** Begin RECORDS **

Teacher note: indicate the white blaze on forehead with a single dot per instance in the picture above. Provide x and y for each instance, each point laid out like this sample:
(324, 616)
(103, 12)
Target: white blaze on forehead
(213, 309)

** End RECORDS **
** Begin RECORDS **

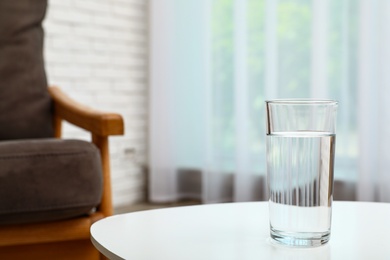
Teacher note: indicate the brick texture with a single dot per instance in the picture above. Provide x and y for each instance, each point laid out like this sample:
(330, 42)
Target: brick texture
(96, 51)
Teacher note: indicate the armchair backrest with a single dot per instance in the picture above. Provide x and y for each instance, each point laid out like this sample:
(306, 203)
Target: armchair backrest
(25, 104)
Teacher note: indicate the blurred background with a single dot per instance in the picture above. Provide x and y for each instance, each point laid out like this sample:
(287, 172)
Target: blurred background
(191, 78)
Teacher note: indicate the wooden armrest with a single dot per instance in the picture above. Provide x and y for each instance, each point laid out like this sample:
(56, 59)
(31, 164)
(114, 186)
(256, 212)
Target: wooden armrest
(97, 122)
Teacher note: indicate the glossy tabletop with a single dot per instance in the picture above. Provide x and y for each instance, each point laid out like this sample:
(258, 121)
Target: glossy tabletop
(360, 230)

** End RECORDS **

Collect every line in the preceding rows that contains the word "above", and copy each of those lines in full.

(WRITTEN ANSWER):
Teacher note: indicate the white blaze on forehead with a single dot per instance in the picture above. Provide x and y for each instance, each point laid out like this sample:
Teacher note: indicate the brick texture with a single dot per instance in the picture above. Provide x and y for each instance, each point laid out like this sample:
Teacher note: indicate the armchair backrest with a single dot per instance in the picture above. Provide x and y for each instance, each point laid out like this sample:
Teacher note: indicate the blurred background with a single dot per instance in the picture above. Provide x and y for each instance, each point laid out like this sample:
Teacher note: indicate the wooden armrest with a single dot per instance in the picture above. Provide x and y for each instance, each point laid out like this sample:
Teacher note: indicate the glossy tabletop with a single dot per instance in the picture above. Provide x and y for each instance, each point laid out like this sample:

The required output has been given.